Stop at the line containing "x=764, y=72": write out every line from the beginning of the entries up to and including it, minus the pictures.

START Record extracts

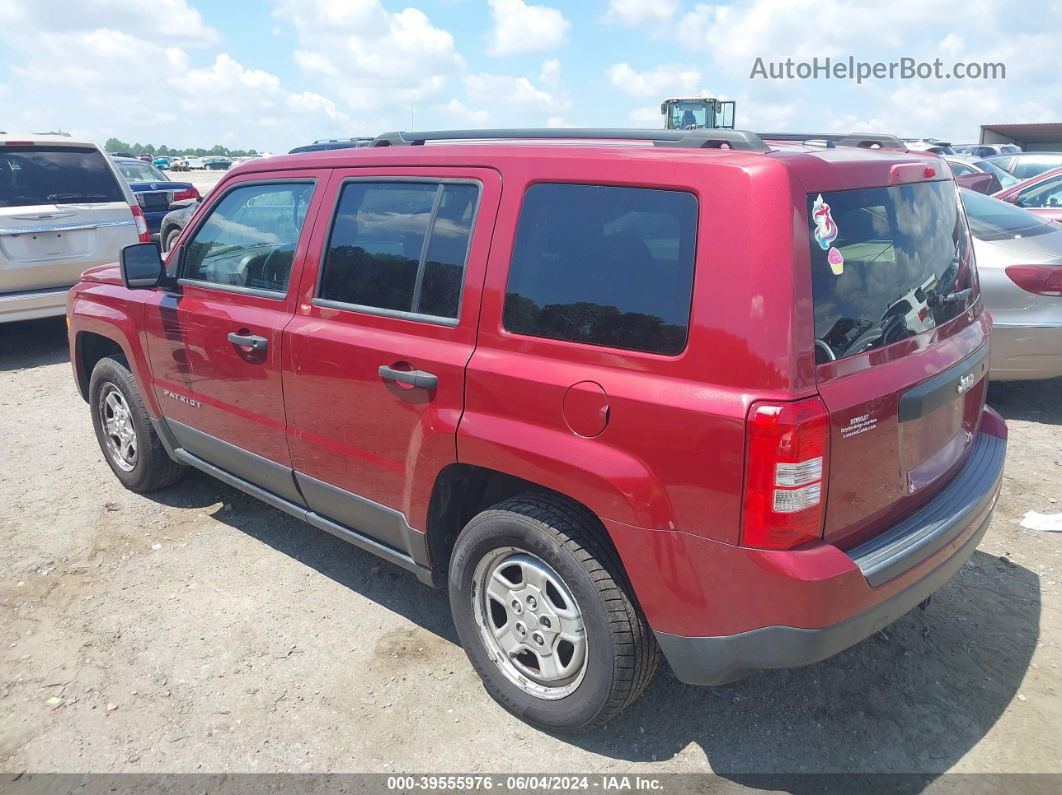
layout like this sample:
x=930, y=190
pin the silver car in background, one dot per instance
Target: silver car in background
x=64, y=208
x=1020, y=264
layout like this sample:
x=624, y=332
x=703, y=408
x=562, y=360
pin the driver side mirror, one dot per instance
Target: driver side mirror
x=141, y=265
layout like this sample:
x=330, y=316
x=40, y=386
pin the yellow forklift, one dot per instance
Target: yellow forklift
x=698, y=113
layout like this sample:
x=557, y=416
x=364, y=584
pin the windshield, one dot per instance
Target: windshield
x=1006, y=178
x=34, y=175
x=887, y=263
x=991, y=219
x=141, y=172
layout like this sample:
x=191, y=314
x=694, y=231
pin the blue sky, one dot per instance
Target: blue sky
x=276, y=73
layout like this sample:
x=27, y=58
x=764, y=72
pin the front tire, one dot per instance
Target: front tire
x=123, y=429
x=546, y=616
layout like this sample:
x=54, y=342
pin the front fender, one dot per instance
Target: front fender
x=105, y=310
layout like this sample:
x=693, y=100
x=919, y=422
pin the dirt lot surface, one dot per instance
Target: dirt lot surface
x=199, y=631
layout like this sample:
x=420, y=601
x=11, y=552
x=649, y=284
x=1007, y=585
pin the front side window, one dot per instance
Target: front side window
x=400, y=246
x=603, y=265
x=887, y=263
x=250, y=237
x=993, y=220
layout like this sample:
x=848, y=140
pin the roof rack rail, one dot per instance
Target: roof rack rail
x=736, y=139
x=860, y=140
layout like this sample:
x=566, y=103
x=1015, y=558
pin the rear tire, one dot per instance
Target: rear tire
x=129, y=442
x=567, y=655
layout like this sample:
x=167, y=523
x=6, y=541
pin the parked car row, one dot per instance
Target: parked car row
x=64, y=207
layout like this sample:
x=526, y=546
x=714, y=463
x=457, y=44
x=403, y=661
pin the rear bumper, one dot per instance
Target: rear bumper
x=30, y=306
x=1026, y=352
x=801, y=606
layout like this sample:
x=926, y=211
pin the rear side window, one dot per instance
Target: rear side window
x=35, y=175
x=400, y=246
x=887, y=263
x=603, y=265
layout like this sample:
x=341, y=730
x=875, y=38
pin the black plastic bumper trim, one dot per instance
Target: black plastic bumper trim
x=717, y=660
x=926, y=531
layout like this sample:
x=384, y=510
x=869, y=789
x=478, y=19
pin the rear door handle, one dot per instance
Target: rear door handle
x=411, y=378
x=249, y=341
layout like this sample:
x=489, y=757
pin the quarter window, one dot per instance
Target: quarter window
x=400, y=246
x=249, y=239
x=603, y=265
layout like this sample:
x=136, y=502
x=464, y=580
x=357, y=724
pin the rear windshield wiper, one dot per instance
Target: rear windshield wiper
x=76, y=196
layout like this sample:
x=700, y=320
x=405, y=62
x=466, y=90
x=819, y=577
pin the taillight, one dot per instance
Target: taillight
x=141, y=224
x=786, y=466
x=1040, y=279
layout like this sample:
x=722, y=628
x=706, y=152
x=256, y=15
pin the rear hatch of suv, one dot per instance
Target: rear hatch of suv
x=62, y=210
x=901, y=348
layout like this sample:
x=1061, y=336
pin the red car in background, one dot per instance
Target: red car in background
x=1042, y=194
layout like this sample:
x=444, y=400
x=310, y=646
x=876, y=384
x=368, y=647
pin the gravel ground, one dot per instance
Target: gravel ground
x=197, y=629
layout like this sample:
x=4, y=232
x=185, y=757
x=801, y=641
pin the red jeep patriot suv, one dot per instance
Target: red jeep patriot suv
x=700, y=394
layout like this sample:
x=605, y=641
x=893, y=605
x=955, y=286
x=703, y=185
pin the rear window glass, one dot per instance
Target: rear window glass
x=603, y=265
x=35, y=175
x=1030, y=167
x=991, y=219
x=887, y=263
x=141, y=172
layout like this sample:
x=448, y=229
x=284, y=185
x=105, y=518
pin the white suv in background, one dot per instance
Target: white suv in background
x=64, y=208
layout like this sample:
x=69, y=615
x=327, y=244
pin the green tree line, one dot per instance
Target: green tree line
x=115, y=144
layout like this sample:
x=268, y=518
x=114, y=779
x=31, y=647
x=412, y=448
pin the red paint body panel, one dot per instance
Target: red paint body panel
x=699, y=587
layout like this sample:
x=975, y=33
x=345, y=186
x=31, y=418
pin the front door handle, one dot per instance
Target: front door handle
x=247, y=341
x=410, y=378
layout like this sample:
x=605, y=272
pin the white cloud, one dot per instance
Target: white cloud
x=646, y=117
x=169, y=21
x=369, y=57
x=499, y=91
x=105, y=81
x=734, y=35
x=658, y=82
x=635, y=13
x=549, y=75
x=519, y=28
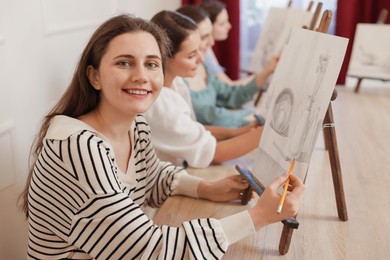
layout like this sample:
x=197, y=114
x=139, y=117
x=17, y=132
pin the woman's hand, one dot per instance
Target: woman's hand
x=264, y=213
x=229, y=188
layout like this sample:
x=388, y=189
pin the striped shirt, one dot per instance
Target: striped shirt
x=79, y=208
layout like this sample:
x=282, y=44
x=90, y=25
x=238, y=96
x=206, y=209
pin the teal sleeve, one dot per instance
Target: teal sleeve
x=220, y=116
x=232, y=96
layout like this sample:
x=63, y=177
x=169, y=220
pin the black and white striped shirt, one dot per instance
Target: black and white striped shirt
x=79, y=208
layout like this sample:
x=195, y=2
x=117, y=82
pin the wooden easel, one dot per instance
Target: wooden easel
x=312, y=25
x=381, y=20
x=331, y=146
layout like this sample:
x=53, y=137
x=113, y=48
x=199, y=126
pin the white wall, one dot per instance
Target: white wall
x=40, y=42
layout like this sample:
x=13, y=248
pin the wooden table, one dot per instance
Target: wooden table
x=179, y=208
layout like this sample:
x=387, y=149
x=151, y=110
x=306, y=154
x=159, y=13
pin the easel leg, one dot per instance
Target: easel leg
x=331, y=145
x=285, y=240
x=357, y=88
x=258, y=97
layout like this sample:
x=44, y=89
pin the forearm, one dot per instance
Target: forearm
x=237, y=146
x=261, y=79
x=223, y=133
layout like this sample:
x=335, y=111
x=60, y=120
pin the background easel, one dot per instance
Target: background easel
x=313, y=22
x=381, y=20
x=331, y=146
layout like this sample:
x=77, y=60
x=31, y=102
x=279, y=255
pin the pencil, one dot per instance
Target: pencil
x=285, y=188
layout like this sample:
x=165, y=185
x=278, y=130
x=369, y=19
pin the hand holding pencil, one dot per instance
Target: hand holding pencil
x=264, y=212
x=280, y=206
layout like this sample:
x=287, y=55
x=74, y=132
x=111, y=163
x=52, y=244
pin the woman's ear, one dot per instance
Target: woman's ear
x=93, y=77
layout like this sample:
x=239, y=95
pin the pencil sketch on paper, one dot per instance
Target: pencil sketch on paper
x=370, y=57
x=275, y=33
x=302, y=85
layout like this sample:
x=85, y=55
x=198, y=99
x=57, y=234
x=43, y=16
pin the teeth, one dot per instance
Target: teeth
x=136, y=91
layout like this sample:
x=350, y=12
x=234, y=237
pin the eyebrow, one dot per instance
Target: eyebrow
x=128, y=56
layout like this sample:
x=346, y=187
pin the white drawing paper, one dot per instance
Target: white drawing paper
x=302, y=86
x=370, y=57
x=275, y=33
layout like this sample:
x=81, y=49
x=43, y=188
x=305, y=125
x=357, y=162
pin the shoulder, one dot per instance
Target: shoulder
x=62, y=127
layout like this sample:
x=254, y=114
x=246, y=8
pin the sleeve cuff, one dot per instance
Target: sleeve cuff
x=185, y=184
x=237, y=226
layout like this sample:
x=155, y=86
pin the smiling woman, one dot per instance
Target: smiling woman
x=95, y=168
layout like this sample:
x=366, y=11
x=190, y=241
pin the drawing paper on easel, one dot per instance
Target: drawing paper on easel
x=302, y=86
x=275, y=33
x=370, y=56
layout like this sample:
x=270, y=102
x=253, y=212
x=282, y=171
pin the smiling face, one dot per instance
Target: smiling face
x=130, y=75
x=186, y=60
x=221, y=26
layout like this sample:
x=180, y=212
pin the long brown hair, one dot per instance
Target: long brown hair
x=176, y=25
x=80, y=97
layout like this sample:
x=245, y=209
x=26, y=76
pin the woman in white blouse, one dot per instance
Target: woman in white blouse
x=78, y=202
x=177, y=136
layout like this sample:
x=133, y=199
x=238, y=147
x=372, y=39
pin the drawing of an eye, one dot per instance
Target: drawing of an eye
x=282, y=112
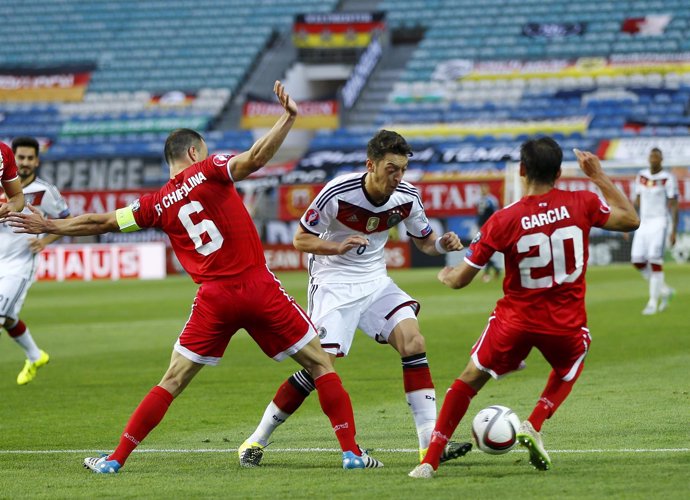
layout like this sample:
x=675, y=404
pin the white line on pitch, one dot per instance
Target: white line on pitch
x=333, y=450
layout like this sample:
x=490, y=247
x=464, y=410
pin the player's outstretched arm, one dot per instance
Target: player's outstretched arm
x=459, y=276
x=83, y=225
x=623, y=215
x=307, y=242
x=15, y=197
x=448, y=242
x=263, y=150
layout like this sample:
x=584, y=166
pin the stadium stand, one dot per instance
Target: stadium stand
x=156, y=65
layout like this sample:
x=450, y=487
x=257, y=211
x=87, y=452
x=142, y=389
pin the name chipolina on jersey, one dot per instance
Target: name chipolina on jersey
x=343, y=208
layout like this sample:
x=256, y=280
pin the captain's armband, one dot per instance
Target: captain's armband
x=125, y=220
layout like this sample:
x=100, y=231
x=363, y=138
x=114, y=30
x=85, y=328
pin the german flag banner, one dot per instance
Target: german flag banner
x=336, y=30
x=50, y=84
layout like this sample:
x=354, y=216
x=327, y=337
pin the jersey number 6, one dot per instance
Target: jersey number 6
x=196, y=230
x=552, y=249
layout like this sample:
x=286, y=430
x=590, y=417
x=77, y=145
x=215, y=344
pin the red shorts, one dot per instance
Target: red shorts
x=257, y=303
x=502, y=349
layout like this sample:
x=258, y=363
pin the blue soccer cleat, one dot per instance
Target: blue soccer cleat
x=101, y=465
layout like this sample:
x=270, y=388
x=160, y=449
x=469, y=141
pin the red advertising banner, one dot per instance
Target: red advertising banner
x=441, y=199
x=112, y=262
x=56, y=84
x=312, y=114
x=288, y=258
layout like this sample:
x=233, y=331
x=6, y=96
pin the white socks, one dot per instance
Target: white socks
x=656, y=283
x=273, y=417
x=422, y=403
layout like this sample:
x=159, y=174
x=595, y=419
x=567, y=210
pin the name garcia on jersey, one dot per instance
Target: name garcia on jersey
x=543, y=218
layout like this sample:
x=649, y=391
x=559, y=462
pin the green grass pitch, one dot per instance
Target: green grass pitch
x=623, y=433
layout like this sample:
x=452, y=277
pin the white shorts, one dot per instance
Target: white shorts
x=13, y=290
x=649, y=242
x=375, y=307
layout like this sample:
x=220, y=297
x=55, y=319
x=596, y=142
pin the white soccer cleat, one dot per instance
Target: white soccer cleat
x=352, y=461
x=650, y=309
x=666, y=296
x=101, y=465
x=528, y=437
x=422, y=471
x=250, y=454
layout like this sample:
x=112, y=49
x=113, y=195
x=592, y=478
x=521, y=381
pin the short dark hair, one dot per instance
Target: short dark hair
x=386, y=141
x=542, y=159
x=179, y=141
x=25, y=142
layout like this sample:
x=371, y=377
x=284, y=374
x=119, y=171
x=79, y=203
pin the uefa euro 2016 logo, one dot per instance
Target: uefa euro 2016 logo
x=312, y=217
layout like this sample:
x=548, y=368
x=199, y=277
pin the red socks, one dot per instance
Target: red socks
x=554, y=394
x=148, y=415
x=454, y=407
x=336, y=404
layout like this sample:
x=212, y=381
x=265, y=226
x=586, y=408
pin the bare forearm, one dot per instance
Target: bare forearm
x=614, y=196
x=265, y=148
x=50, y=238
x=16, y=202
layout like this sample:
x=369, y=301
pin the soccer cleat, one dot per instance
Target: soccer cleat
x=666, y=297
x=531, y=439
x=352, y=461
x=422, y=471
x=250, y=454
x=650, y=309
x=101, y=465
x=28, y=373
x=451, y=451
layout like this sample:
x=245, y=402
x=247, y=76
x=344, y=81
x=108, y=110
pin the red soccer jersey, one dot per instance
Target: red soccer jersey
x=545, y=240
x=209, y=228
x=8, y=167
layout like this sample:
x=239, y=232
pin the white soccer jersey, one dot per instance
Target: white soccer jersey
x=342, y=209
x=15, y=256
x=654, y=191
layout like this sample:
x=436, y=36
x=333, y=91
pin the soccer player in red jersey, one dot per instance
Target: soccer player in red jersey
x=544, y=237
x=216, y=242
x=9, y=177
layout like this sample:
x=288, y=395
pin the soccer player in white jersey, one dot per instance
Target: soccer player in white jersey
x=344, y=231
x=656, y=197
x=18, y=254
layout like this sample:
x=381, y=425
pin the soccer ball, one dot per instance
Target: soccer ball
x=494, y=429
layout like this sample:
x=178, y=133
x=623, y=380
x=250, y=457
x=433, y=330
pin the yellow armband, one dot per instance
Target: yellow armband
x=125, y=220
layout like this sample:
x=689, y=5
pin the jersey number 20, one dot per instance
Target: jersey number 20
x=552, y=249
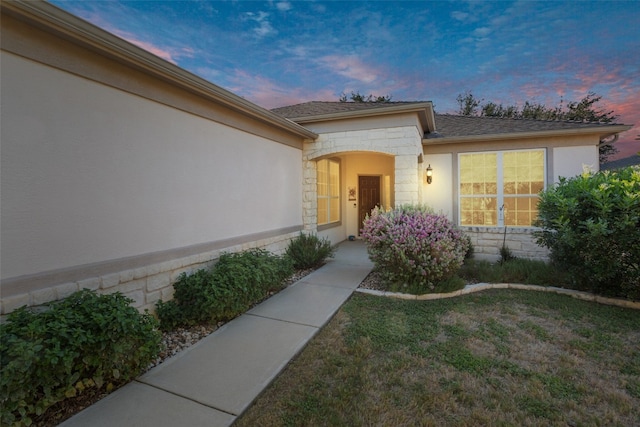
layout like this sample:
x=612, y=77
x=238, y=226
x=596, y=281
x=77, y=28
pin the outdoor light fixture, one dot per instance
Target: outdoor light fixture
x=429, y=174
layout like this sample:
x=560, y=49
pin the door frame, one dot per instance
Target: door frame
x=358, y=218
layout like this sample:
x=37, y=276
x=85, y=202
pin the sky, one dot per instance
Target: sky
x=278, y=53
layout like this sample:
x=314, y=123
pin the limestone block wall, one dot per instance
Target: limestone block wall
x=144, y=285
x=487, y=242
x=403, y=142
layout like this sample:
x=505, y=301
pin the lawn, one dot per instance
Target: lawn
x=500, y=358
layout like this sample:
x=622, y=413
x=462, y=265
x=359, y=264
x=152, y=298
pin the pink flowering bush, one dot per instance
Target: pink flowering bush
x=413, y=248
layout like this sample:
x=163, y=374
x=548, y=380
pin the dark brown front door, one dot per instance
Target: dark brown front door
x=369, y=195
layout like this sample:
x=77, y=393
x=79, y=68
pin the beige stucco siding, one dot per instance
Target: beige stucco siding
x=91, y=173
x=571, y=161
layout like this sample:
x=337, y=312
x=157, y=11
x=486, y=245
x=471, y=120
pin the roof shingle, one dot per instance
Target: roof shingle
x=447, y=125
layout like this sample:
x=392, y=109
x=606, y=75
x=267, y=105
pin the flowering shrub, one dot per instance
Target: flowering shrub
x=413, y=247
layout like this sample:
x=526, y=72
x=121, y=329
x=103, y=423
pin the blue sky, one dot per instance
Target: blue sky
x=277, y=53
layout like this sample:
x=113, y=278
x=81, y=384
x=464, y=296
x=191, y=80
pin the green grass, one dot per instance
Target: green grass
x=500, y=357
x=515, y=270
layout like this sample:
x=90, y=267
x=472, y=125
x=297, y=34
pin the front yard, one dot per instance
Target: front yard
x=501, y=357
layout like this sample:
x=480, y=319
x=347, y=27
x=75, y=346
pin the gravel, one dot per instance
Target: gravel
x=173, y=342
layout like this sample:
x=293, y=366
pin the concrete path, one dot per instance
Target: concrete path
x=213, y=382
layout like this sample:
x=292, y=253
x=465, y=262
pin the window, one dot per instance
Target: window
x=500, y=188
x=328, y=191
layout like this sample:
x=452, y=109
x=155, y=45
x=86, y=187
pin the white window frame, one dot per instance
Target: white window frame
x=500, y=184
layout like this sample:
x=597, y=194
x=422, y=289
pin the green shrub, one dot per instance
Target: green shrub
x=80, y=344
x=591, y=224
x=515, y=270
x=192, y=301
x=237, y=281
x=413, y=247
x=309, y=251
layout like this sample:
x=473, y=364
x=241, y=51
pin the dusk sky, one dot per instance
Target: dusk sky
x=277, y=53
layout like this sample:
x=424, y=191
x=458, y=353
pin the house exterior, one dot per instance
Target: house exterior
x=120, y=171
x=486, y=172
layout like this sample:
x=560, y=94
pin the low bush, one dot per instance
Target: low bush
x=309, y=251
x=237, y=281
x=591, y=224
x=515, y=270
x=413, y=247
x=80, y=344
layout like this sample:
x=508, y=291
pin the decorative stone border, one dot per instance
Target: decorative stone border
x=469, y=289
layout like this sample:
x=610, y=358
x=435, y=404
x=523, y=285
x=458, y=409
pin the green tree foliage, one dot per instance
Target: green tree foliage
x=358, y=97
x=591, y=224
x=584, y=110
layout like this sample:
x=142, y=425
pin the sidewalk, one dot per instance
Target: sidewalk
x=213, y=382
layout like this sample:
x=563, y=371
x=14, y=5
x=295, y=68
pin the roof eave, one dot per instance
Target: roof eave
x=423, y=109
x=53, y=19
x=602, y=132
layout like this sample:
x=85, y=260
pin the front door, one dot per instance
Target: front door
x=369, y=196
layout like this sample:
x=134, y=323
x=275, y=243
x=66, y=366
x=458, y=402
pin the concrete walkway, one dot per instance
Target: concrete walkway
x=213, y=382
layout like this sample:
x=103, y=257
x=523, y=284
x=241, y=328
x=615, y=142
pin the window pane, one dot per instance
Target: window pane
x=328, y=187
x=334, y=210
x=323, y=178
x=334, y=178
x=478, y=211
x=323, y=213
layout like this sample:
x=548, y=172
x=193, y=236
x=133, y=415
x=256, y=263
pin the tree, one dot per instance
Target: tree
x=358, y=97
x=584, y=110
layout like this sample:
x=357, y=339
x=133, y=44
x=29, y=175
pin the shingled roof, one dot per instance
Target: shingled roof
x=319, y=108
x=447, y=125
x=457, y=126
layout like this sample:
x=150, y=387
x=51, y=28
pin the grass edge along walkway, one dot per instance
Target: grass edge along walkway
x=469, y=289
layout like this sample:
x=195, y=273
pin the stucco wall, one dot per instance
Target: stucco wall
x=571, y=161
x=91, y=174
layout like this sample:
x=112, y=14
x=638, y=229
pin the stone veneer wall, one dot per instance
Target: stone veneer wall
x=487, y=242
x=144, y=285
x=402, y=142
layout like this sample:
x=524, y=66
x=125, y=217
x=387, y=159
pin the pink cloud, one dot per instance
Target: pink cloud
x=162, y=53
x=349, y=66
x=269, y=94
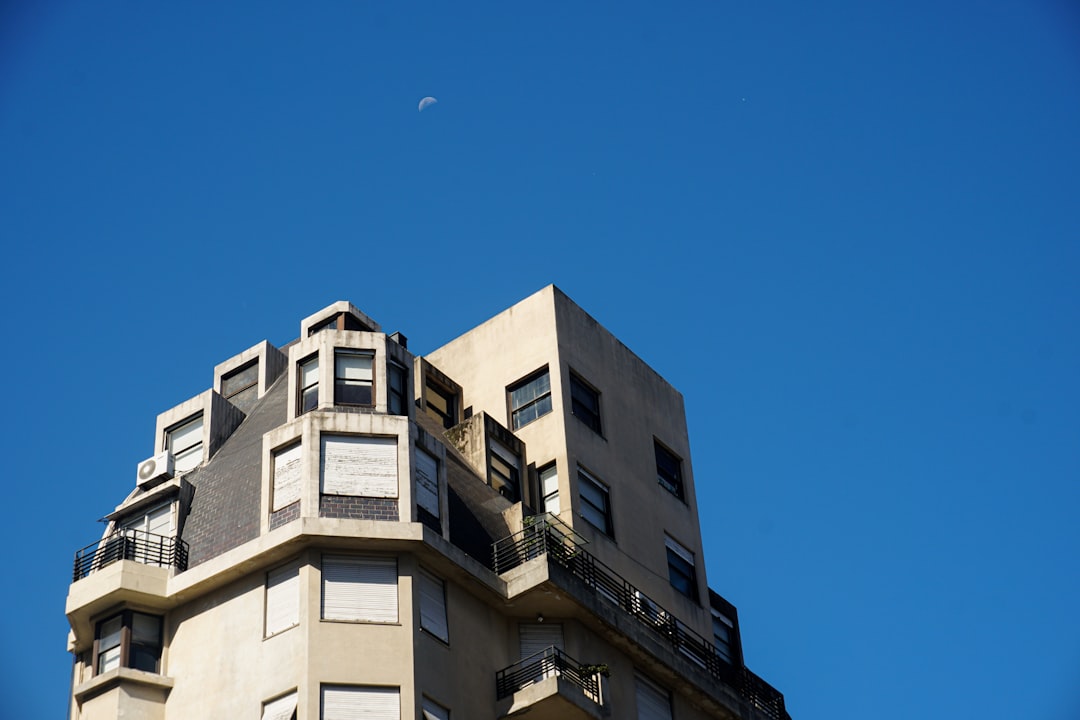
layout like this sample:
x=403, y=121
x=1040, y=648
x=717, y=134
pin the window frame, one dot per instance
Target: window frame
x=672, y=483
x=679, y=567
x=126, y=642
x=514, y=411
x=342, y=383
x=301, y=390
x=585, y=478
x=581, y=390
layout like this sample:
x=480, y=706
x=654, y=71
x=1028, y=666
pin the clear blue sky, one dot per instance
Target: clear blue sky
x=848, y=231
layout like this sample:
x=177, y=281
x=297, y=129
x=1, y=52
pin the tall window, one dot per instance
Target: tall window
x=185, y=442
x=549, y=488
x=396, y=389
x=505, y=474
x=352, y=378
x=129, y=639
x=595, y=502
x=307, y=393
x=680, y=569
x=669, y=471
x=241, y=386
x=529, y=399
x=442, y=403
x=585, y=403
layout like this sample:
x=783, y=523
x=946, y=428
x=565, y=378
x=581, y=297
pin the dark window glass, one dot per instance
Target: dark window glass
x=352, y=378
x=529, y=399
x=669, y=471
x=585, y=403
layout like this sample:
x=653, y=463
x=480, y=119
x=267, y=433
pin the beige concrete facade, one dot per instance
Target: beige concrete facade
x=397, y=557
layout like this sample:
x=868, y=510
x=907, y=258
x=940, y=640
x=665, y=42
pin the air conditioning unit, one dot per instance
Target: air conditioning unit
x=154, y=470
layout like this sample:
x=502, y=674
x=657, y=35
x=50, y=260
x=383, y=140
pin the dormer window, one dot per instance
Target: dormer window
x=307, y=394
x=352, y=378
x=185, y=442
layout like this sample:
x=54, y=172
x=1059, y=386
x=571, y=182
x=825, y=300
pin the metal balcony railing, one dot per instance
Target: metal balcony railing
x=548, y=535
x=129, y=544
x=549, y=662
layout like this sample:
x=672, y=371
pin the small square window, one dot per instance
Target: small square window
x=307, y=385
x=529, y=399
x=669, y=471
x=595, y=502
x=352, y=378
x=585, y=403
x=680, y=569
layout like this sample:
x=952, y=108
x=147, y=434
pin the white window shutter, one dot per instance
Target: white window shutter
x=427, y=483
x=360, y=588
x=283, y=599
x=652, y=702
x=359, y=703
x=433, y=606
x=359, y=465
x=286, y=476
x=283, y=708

END Record extracts

## Exercise answer
layout like this sample:
x=930, y=190
pin the silver car in background, one dot per instance
Target: silver car in background
x=64, y=208
x=1020, y=264
layout like this sample:
x=624, y=332
x=703, y=408
x=562, y=360
pin the driver side mirror, one dot per instance
Target: driver side mirror
x=141, y=265
layout like this sample:
x=330, y=316
x=40, y=386
pin the yellow forklift, one dot per instance
Target: yellow forklift
x=698, y=113
layout like this sample:
x=557, y=416
x=364, y=584
pin the windshield, one dot per instance
Target: windshield
x=1006, y=178
x=34, y=175
x=887, y=263
x=991, y=219
x=141, y=172
layout like this sample:
x=191, y=314
x=694, y=231
pin the blue sky, one dot per instance
Target: blue sky
x=276, y=73
layout like this sample:
x=27, y=58
x=764, y=72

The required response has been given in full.